Provides methods to register lambdas and functions as UDFs in the Snowflake database.

Session.udf returns an object of this class.

You can use this object to register temporary UDFs that you plan to use in the current session:

session.udf.registerTemporary("mydoubleudf", (x: Int) => x * x)
session.sql(s"SELECT mydoubleudf(c) from T)

You can also register permanent UDFs that you can use in subsequent sessions. When registering a permanent UDF, you must specify a stage where the registration method will upload the JAR files for the UDF and any dependencies.

session.udf.registerPermanent("mydoubleudf", (x: Int) => x * x, "mystage")
session.sql(s"SELECT mydoubleudf(c) from T)

The methods that register a UDF return a UserDefinedFunction object, which you can use in Column expressions.

val myUdf = session.udf.registerTemporary("mydoubleudf", (x: Int) => x * x)
session.table("T").select(myUdf(col("c")))

If you do not need to refer to a UDF by name, use com.snowflake.snowpark.functions.udf to create an anonymous UDF instead.

Snowflake supports the following data types for the parameters for a UDF:

SQL Type	Scala Type	Notes
NUMBER	Short or Option[Short]	Supported
NUMBER	Int or Option[Int]	Supported
NUMBER	Long or Option[Long]	Supported
FLOAT	Float or Option[Float]	Supported
DOUBLE	Double or Option[Double]	Supported
NUMBER	java.math.BigDecimal	Supported
VARCHAR	String or java.lang.String	Supported
BOOL	Boolean or Option[Boolean]	Supported
DATE	java.sql.Date	Supported
TIMESTAMP	java.sql.Timestamp	Supported
BINARY	Array[Byte]	Supported
ARRAY	Array[String] or Array[Variant]	Supported array of type Array[String] or Array[Variant]
OBJECT	Map[String, String] or Map[String, Variant]	Supported mutable map of type scala.collection.mutable.Map[String, String] or scala.collection.mutable.Map[String, Variant]
GEOGRAPHY	com.snowflake.snowpark.types.Geography	Supported
VARIANT	com.snowflake.snowpark.types.Variant	Supported

Since: 0.1.0

class UDTFRegistration extends Logging

Provides methods to register a UDTF (user-defined table function) in the Snowflake database.

Session.udtf returns an object of this class.

To register an UDTF, you must:

Define a UDTF class.
Create an instance of that class, and register that instance as a UDTF.

The next sections describe these steps in more detail.

Defining the UDTF Class

Define a class that inherits from one of the UDTF[N] classes (e.g. UDTF0 , UDTF1 , etc.), where n specifies the number of input arguments for your UDTF. For example, if your UDTF passes in 3 input arguments, extend the UDTF3 class.

In your class, override the following three methods:

process() , which is called once for each row in the input partition.
endPartition() , which is called once for each partition after all rows have been passed to process() .

# Exercise details
Reproduce the part of the Snowpark UDF documentation between "To register an" and "in more detail.", inclusive. The rows have no connection to the Snowpark UDF documentation.

# Dataset
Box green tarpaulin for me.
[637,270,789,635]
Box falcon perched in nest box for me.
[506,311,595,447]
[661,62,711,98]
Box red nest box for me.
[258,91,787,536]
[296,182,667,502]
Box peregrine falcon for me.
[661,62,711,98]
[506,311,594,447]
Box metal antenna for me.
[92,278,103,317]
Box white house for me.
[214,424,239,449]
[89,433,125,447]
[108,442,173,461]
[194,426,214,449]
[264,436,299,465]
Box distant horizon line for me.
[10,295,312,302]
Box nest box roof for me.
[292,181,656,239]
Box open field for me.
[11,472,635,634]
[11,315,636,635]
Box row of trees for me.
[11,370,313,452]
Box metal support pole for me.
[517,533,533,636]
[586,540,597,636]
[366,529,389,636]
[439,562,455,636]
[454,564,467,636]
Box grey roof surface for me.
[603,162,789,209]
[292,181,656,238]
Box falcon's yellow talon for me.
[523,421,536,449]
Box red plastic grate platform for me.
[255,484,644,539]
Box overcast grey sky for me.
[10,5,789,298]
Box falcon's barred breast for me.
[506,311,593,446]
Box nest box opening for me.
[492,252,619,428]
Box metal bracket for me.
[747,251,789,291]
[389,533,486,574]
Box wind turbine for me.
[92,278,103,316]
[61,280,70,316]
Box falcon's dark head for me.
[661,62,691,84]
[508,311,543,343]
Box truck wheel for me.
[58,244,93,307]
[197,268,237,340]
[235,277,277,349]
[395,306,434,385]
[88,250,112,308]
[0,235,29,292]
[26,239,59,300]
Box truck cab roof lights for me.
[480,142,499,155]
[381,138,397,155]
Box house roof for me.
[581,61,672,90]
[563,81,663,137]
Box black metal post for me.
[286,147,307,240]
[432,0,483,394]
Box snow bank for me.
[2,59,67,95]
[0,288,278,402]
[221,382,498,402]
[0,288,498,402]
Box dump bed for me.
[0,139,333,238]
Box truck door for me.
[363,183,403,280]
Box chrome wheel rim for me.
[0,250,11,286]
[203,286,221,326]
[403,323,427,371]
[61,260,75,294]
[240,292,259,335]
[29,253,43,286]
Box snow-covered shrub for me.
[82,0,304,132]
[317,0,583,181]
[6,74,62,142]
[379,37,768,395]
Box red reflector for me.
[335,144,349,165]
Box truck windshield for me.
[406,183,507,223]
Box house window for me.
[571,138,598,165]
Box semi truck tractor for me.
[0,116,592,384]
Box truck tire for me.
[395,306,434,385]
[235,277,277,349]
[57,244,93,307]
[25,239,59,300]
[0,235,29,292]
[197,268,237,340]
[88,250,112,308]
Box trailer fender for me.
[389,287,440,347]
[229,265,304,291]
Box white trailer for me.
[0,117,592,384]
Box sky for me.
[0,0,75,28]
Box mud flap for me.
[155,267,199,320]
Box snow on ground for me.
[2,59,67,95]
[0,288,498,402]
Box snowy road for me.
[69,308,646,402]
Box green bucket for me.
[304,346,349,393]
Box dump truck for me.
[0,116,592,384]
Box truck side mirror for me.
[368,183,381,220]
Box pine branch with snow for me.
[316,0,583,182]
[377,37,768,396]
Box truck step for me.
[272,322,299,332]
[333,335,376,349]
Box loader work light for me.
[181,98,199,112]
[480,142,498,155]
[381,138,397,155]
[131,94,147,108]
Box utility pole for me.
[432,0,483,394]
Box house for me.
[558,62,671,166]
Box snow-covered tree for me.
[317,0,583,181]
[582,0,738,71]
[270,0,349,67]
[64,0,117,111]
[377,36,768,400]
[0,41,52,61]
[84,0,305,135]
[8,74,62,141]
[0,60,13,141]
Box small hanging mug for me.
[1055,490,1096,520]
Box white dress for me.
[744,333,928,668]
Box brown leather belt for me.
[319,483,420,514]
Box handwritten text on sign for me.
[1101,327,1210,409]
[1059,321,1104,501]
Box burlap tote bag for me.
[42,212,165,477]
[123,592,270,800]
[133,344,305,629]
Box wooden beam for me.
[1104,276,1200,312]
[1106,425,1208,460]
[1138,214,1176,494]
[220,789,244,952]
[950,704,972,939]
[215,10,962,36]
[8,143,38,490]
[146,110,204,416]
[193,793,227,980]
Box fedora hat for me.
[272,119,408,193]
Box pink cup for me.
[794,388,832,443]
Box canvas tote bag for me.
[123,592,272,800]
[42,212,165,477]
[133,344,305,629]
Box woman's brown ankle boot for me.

# Exercise solution
To register an UDTF, you must:

Define a UDTF class.
Create an instance of that class, and register that instance as a UDTF.

The next sections describe these steps in more detail.